Every line from the line containing "of the turquoise" through the final line below is to be repeated exactly; no other line is.

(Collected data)
☆ ☆ ☆ ☆ ☆
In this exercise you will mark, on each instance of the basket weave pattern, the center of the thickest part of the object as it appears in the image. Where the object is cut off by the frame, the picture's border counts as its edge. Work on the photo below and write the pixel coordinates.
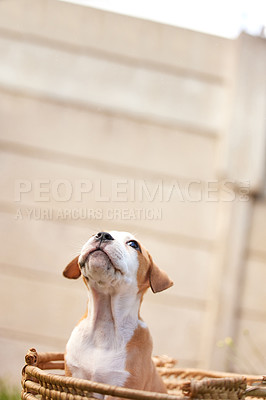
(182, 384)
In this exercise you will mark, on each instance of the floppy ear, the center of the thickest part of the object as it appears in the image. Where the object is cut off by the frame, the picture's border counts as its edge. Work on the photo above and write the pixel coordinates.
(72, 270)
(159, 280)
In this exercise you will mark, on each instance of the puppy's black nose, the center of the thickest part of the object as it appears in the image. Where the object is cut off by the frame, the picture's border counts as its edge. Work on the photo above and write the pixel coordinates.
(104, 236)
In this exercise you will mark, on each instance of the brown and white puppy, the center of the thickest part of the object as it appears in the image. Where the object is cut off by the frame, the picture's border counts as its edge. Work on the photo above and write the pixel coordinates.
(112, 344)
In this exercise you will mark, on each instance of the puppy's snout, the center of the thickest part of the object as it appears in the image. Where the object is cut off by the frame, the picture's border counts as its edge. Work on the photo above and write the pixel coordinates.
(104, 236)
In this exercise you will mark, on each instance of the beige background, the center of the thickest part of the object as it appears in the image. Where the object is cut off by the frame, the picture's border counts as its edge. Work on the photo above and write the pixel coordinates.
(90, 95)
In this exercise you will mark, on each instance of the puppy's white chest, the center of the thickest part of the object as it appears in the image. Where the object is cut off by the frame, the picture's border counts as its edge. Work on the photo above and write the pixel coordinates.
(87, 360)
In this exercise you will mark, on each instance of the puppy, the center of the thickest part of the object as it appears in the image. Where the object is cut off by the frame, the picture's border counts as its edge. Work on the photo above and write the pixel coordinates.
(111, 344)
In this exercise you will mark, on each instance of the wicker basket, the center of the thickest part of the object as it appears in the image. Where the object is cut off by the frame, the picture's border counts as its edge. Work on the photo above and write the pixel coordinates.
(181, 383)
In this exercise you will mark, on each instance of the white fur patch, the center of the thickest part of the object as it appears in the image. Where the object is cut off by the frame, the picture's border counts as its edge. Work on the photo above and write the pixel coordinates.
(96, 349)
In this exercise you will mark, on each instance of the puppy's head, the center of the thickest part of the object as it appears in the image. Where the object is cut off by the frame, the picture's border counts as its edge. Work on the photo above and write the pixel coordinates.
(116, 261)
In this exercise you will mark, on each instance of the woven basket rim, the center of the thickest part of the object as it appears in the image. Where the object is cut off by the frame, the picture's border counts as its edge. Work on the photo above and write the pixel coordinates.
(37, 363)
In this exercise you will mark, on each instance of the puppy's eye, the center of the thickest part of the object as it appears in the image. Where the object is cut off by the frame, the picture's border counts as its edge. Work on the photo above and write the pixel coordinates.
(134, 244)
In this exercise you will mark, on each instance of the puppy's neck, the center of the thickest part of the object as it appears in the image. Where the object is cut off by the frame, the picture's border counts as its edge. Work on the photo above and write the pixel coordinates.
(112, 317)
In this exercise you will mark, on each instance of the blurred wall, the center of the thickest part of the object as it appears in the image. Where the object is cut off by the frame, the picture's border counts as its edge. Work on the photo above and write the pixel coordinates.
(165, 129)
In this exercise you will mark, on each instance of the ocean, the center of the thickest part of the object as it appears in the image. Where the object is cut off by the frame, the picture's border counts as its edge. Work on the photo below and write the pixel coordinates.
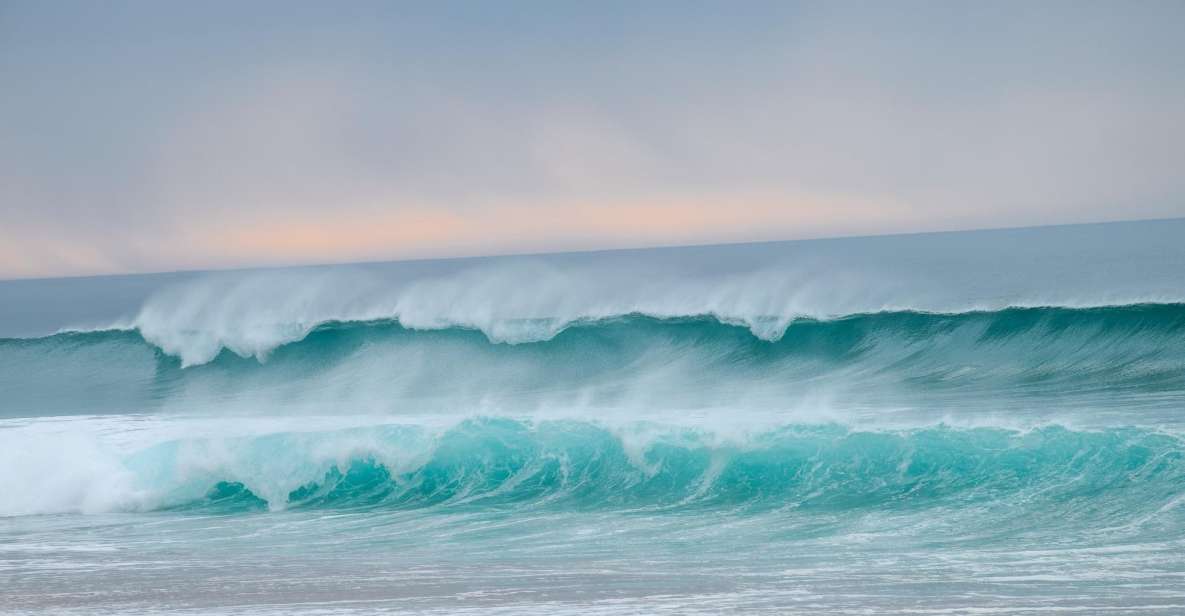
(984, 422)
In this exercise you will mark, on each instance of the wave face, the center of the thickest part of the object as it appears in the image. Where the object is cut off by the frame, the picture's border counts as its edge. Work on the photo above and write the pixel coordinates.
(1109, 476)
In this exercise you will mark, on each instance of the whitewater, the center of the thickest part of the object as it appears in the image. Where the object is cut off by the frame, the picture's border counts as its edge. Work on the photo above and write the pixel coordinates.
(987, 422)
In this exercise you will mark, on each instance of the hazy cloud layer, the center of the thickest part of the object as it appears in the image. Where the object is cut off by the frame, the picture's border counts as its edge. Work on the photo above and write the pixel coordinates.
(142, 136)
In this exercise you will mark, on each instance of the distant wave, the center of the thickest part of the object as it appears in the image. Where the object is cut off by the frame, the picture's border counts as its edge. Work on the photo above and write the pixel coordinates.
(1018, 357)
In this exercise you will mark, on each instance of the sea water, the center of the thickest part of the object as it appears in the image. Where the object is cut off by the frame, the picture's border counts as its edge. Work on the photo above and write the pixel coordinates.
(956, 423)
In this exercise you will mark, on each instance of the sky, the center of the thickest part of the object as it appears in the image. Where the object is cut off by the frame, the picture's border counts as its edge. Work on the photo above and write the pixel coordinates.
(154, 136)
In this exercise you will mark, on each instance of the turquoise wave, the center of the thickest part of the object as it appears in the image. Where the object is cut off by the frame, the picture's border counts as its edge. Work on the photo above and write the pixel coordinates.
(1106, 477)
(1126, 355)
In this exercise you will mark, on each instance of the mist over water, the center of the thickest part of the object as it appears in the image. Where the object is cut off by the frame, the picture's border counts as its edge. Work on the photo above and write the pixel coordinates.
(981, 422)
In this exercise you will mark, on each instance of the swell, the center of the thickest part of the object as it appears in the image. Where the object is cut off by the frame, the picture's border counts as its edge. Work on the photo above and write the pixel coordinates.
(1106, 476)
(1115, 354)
☆ ☆ ☆ ☆ ☆
| Complete answer |
In this exercise you will mark, on each instance of the turquoise wave, the center of the thickest part of the object as it appears in the image. Where the object is cut off by the frame, the picture's border counts as its edge. Work on the photo above and write the pixel coordinates.
(1106, 477)
(1126, 355)
In this exercise you will mark, on each instance of the mist over water, the center of the thickest part of the object as it appears in the image. Where the object is cut off by the frame, the picture's border counts as its edge. Work on the photo above and write the pixel coordinates.
(981, 422)
In this exercise you will mark, on each instance of the swell, the center of the thickest part of the object as it appears in the image. Where the object is cut off by the frame, the picture's border counts as its edge. Work on the photo above and write the pixel coordinates.
(1106, 476)
(1115, 354)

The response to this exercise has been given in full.